EXERCISE DESCRIPTION:
Every line below should be repeated exactly.

-- Begin --

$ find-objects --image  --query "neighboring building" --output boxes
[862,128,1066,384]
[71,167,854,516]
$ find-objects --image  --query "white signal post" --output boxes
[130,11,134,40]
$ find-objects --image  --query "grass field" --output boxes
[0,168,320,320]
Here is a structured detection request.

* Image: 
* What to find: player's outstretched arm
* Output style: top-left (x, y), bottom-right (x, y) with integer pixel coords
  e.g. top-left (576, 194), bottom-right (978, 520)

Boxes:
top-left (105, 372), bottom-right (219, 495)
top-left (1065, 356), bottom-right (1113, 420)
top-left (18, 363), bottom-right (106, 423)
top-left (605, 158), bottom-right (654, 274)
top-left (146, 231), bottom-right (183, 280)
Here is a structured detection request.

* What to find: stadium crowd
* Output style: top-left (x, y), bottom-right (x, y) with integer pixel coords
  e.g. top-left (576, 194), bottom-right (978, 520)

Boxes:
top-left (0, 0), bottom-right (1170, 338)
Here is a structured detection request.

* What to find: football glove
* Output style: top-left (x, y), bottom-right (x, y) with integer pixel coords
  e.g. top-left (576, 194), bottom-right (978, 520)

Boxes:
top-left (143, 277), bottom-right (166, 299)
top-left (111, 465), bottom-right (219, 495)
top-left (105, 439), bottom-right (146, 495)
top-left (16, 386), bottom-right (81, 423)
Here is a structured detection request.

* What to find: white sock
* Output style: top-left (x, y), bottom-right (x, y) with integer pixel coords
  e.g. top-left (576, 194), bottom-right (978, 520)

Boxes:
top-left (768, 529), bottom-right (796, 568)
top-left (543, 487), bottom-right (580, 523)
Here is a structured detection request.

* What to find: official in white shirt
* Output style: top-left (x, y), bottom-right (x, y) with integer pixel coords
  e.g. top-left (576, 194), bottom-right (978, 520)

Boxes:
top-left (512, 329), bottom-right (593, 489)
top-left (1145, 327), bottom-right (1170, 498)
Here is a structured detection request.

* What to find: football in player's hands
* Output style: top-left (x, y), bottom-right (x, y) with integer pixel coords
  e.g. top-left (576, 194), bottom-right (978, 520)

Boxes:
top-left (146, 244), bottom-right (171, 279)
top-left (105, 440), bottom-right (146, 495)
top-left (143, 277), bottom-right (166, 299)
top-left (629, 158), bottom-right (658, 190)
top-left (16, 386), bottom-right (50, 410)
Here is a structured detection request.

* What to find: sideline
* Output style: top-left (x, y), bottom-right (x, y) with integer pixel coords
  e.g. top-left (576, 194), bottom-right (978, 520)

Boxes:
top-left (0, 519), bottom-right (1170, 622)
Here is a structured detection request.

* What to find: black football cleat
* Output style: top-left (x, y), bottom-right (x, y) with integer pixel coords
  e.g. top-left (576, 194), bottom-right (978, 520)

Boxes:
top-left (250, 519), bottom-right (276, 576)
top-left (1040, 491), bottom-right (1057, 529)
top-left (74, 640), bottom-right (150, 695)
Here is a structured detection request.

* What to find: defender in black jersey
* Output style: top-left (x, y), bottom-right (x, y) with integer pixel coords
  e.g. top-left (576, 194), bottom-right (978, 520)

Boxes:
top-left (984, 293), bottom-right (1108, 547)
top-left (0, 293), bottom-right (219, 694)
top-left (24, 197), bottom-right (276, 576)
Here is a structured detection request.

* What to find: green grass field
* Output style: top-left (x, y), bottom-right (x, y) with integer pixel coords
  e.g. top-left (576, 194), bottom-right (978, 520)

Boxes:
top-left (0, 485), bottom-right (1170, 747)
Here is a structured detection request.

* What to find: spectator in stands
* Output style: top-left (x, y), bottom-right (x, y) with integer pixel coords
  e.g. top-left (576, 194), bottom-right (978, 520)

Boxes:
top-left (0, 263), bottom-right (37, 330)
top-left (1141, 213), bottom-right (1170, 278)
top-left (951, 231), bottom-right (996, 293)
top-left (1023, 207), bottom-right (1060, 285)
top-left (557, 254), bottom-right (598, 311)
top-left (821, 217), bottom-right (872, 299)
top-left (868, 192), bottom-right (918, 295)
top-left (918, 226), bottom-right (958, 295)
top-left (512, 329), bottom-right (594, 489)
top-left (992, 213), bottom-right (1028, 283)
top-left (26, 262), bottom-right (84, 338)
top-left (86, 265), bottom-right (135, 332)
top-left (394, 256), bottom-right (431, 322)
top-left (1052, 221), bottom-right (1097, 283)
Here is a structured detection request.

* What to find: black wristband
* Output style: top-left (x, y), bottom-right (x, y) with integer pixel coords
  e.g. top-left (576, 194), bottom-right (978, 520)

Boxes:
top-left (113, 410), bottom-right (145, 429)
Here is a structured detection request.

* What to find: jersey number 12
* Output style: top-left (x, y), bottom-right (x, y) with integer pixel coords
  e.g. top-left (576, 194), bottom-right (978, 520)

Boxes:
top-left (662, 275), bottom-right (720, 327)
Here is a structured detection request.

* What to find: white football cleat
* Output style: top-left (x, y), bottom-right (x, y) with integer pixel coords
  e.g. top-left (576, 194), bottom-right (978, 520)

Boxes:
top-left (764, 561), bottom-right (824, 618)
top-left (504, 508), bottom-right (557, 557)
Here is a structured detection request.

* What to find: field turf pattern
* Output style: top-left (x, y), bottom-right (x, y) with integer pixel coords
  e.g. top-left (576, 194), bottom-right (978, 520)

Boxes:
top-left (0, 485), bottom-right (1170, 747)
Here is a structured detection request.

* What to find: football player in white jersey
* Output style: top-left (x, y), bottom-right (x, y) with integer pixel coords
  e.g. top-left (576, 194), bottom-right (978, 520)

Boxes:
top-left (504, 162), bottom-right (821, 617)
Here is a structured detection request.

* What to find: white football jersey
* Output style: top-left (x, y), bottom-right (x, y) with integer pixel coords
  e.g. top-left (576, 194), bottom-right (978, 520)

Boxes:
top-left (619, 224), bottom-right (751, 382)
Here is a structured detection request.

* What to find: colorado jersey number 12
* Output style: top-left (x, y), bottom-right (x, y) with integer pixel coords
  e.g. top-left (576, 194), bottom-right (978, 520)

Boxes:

-- End --

FINISHED ANSWER:
$ find-objects --image  --query "neighboring building" --output boxes
[862,128,1066,384]
[71,167,854,516]
$ find-objects --image  --query "white signal post" --output boxes
[130,11,134,40]
$ find-objects --image  --query "grass field" --output boxes
[0,168,320,320]
Here is a structured detection request.

* Image: 
* What to find: player's outstretched arm
* Output style: top-left (x, y), bottom-right (x, y) with integer pixel coords
  e.g. top-left (576, 194), bottom-right (978, 520)

Boxes:
top-left (105, 372), bottom-right (219, 495)
top-left (1065, 356), bottom-right (1113, 420)
top-left (18, 363), bottom-right (106, 423)
top-left (605, 158), bottom-right (654, 274)
top-left (146, 231), bottom-right (183, 280)
Here is a structured detection request.

* What to find: stadium crowd
* Output style: top-left (x, y), bottom-right (x, y) with integer pixel coords
  e.g. top-left (576, 194), bottom-right (978, 520)

Boxes:
top-left (0, 0), bottom-right (1170, 338)
Here is a structured detection request.

* What to find: football glove
* Output style: top-left (x, y), bottom-right (x, y) with integer pixel coords
  e.g. top-left (576, 194), bottom-right (978, 520)

Boxes:
top-left (143, 277), bottom-right (166, 299)
top-left (111, 465), bottom-right (219, 495)
top-left (105, 439), bottom-right (146, 495)
top-left (16, 386), bottom-right (81, 423)
Here is a structured detection request.

* What to find: white sock
* Output style: top-left (x, y), bottom-right (x, y) with integer pixel coords
  e.g. top-left (576, 194), bottom-right (978, 520)

Boxes:
top-left (768, 529), bottom-right (796, 568)
top-left (543, 487), bottom-right (580, 523)
Here is a structured detection request.

* What to find: official in white shirt
* Output style: top-left (x, y), bottom-right (x, y) with integer pixel coords
  e.g. top-left (576, 194), bottom-right (978, 520)

Boxes:
top-left (512, 329), bottom-right (593, 489)
top-left (1145, 327), bottom-right (1170, 498)
Here is a structured detection request.

* What to find: football in player's hands
* Output style: top-left (x, y), bottom-right (x, y) with integer pixel coords
  e.g. top-left (576, 194), bottom-right (978, 520)

Boxes:
top-left (146, 244), bottom-right (171, 279)
top-left (105, 440), bottom-right (146, 495)
top-left (143, 277), bottom-right (166, 299)
top-left (629, 158), bottom-right (658, 190)
top-left (16, 386), bottom-right (50, 410)
Here is a structured detection request.

* What to find: sideline
* Output style: top-left (x, y), bottom-right (x, y) with integer pixel coords
  e.g. top-left (576, 194), bottom-right (978, 520)

Boxes:
top-left (0, 519), bottom-right (1170, 622)
Here is a structured detection request.

* What to find: black football cleat
* Output style: top-left (x, y), bottom-right (x, y) with integer pixel coords
  e.g. top-left (576, 194), bottom-right (978, 520)

Boxes:
top-left (250, 519), bottom-right (276, 576)
top-left (1040, 491), bottom-right (1057, 529)
top-left (74, 640), bottom-right (150, 695)
Here is a structured detection request.

* What to find: defender in black jersey
* Output style: top-left (x, y), bottom-right (x, y) with integer pixel coords
  e.g. top-left (576, 194), bottom-right (978, 520)

Boxes:
top-left (984, 293), bottom-right (1108, 547)
top-left (0, 293), bottom-right (219, 694)
top-left (24, 197), bottom-right (276, 576)
Here is a structured detection request.

* What to find: green grass field
* Output style: top-left (x, y), bottom-right (x, y) with integer pixel coords
  e.g. top-left (576, 194), bottom-right (978, 520)

Boxes:
top-left (0, 485), bottom-right (1170, 747)
Here is a structured detection request.

* What to find: spectator in stands
* Output style: top-left (x, y), bottom-right (x, y) with integer pixel coords
  e.g. top-left (576, 194), bottom-right (978, 520)

Boxes:
top-left (0, 263), bottom-right (37, 330)
top-left (1141, 213), bottom-right (1170, 278)
top-left (951, 231), bottom-right (996, 293)
top-left (1023, 207), bottom-right (1060, 285)
top-left (557, 254), bottom-right (598, 311)
top-left (821, 217), bottom-right (872, 299)
top-left (868, 192), bottom-right (918, 295)
top-left (918, 226), bottom-right (958, 295)
top-left (512, 329), bottom-right (594, 489)
top-left (992, 213), bottom-right (1028, 283)
top-left (26, 262), bottom-right (84, 338)
top-left (86, 265), bottom-right (135, 332)
top-left (394, 256), bottom-right (431, 322)
top-left (1052, 221), bottom-right (1097, 283)
Here is a structured detection request.

* What to find: black wristband
* Output style: top-left (x, y), bottom-right (x, y) with integer pixel coords
  e.g. top-left (576, 194), bottom-right (978, 520)

Boxes:
top-left (113, 410), bottom-right (145, 429)
Here is a structured detection request.

* What to find: jersey number 12
* Output style: top-left (x, y), bottom-right (x, y) with integer pixel coords
  e.g. top-left (576, 194), bottom-right (978, 520)

Boxes:
top-left (662, 275), bottom-right (720, 327)
Here is a structured detection request.

* What to find: white football cleat
* Output style: top-left (x, y), bottom-right (x, y) with integer pixel coords
  e.g. top-left (576, 194), bottom-right (978, 520)

Boxes:
top-left (764, 561), bottom-right (824, 618)
top-left (504, 508), bottom-right (557, 557)
Here is a structured detection request.

* What to find: field turf pattern
* Output style: top-left (x, y), bottom-right (x, y) with integer pixel coords
  e.g. top-left (576, 194), bottom-right (978, 520)

Boxes:
top-left (0, 485), bottom-right (1170, 747)
Here is a structured detection request.

* What to find: football player in white jersey
* Output style: top-left (x, y), bottom-right (x, y) with integer pixel coords
  e.g. top-left (576, 194), bottom-right (978, 520)

Boxes:
top-left (504, 162), bottom-right (821, 617)
Here is a structured detection request.

* What to find: white football jersey
* Output style: top-left (x, y), bottom-right (x, y) with integer pixel coords
  e.g. top-left (576, 194), bottom-right (978, 520)

Boxes:
top-left (619, 224), bottom-right (751, 382)
Here is a structured detection request.

* What to find: colorado jersey number 12
* Output style: top-left (x, y), bottom-right (x, y) with integer pixel coords
  e.g. top-left (576, 194), bottom-right (978, 520)

Boxes:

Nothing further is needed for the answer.